Start of Text excerpt

---
base_model: unsloth/Phi-4-mini-instruct-bnb-4bit
library_name: peft
model_name: n5_label_addition_model
tags:
- base_model:adapter:unsloth/Phi-4-mini-instruct-bnb-4bit
- lora
- sft
- transformers
- trl
- unsloth
licence: license
pipeline_tag: text-generation
license: apache-2.0
datasets:
- UWV/wim-instruct-signaalberichten-to-jsonld-agent-steps
language:
- nl
---


# Phi-4-mini N5 Complaint Categorization Fine-tune

This model is a fine-tuned version of [microsoft/Phi-4-mini-instruct](https://huggingface.co/microsoft/Phi-4-mini-instruct) optimized for categorizing citizen complaints into predefined topic and experience labels, trained on the signaalberichten dataset.

End of Text excerpt
Start of Dataset content

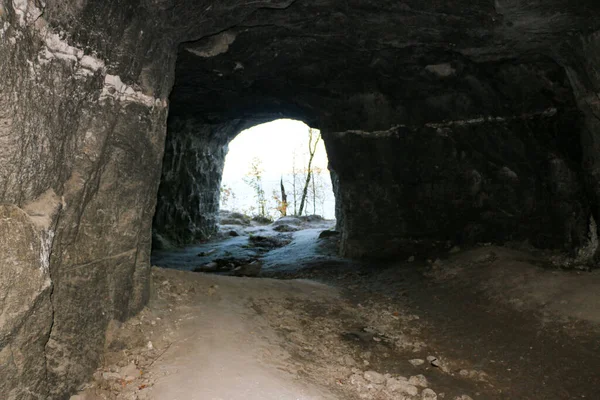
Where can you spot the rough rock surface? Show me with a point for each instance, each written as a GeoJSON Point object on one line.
{"type": "Point", "coordinates": [83, 111]}
{"type": "Point", "coordinates": [80, 155]}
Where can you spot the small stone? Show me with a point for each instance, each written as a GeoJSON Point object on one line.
{"type": "Point", "coordinates": [396, 385]}
{"type": "Point", "coordinates": [130, 372]}
{"type": "Point", "coordinates": [418, 380]}
{"type": "Point", "coordinates": [111, 376]}
{"type": "Point", "coordinates": [348, 360]}
{"type": "Point", "coordinates": [374, 377]}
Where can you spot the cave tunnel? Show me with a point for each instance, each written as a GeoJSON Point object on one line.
{"type": "Point", "coordinates": [462, 142]}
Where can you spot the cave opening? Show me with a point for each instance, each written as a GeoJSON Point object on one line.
{"type": "Point", "coordinates": [266, 172]}
{"type": "Point", "coordinates": [463, 144]}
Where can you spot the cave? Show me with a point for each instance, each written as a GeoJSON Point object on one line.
{"type": "Point", "coordinates": [448, 126]}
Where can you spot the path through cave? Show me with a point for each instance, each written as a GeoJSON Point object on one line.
{"type": "Point", "coordinates": [463, 144]}
{"type": "Point", "coordinates": [275, 313]}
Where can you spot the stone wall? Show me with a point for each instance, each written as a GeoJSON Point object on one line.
{"type": "Point", "coordinates": [189, 193]}
{"type": "Point", "coordinates": [80, 154]}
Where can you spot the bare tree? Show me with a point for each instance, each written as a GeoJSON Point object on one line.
{"type": "Point", "coordinates": [253, 179]}
{"type": "Point", "coordinates": [294, 178]}
{"type": "Point", "coordinates": [283, 199]}
{"type": "Point", "coordinates": [313, 141]}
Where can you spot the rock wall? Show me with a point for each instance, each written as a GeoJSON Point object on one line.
{"type": "Point", "coordinates": [409, 189]}
{"type": "Point", "coordinates": [581, 58]}
{"type": "Point", "coordinates": [189, 193]}
{"type": "Point", "coordinates": [80, 154]}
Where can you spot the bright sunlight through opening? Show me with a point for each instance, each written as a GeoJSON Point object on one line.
{"type": "Point", "coordinates": [263, 157]}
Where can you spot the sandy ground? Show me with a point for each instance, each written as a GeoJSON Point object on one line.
{"type": "Point", "coordinates": [483, 323]}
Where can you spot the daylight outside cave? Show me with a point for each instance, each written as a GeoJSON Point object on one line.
{"type": "Point", "coordinates": [262, 159]}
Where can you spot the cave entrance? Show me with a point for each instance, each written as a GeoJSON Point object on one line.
{"type": "Point", "coordinates": [221, 207]}
{"type": "Point", "coordinates": [277, 169]}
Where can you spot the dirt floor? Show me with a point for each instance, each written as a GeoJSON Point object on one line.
{"type": "Point", "coordinates": [481, 323]}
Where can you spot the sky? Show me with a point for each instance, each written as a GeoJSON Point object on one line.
{"type": "Point", "coordinates": [276, 144]}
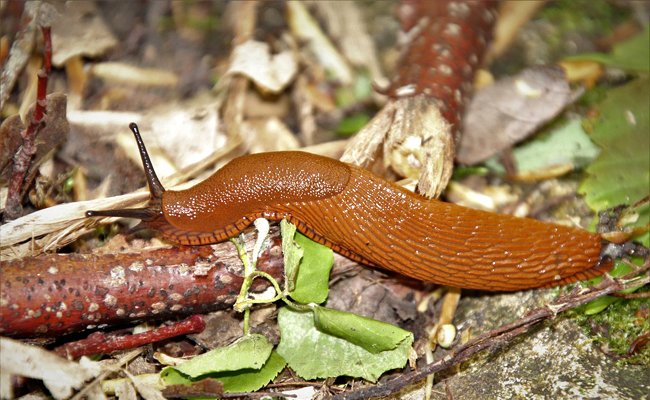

End of Dataset content

**Parts of the exercise**.
1. Copy the Phi-4-mini model card word for word, starting with "This model is" and going on through "the signaalberichten dataset.".
2. Carry on the Phi-4-mini model card from where it stops.

**Answers to the exercises**.
1.
This model is a fine-tuned version of [microsoft/Phi-4-mini-instruct](https://huggingface.co/microsoft/Phi-4-mini-instruct) optimized for categorizing citizen complaints into predefined topic and experience labels, trained on the signaalberichten dataset.

2.
## Model Details

### Model Description

- **Developed by:** UWV InnovatieHub
- **Model type:** Causal Language Model with LoRA fine-tuning
- **Language(s):** Dutch (nl)
- **License:** MIT
- **Finetuned from:** microsoft/Phi-4-mini-instruct (3.82B parameters)
- **Training Framework:** Unsloth (optimized training for efficient processing)

### Training Details

- **Dataset:** [UWV/wim_instruct_signaalberichten_to_jsonld_agent_steps](https://huggingface.co/datasets/UWV/wim_instruct_signaalberichten_to_jsonld_agent_steps)
- **Dataset Size:** 4,525 N5-specific examples (label addition tasks)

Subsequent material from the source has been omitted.